** Opening Text for analysis block **
Monday, October 17, 2016

Putting my money where my mouth is

 

It started quite innocently on Friday evening with a bit of a pain in the lower jaw. By Saturday afternoon I was feverishly rummaging through the bathroom cabinet looking for some aspirins with the most recent expiry date. Found some with an expiry date of April 2000 and swallowed two.

The night was, well, a nightmare which I spent mostly sitting upright in a lounge chair and alternatively drinking hot tea and applying cold compressions. Early Sunday morning a quick dash into town to wait for the only 7-days-a-week chemist to open its doors. Waiting until 10 o'clock was probably the longest hour in my life.

Bought a bottle of Oil of Cloves and 24 Codeine tablets. Could've swallowed the lot but took just one as directed - and within five minutes or so I was wondering where the pain had gone. Great! But it was back a couple of hours later and I kept taking them all day and half the night through until Monday morning when I saw Cindy Lai.

Cindy is an attractive Chinese lady who makes me turn to jelly every time I see her - but mainly because she's a dentist. But let's be kind to dentists, they have fillings too, and Cindy is very popular with her patients, almost all of whom are Cauc-asians as she doesn't judge people by the colour of their skin but only by the colour of their teeth. And she's certainly a great improvement on that Vietnamese chap in Moruya I used to see many years ago. I became suspicious of him when I saw a copy of Dentistry for Dummies in his surgery's waiting room.
** Closing Text for analysis block **
** Opening Data below block **
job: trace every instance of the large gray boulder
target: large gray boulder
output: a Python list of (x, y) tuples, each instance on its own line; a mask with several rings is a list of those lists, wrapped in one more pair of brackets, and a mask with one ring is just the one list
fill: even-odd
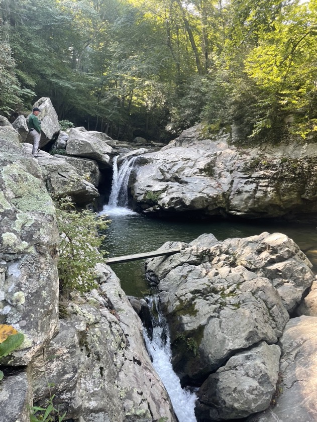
** Closing Data below block **
» Tasks to perform:
a) List every day of the week that the toothache post names.
b) Reproduce the toothache post from "Putting my money" up to and including "in my life.".

» Responses to the exercise:
a) Friday, Saturday, Sunday, Monday

b)
Putting my money where my mouth is

 

It started quite innocently on Friday evening with a bit of a pain in the lower jaw. By Saturday afternoon I was feverishly rummaging through the bathroom cabinet looking for some aspirins with the most recent expiry date. Found some with an expiry date of April 2000 and swallowed two.

The night was, well, a nightmare which I spent mostly sitting upright in a lounge chair and alternatively drinking hot tea and applying cold compressions. Early Sunday morning a quick dash into town to wait for the only 7-days-a-week chemist to open its doors. Waiting until 10 o'clock was probably the longest hour in my life.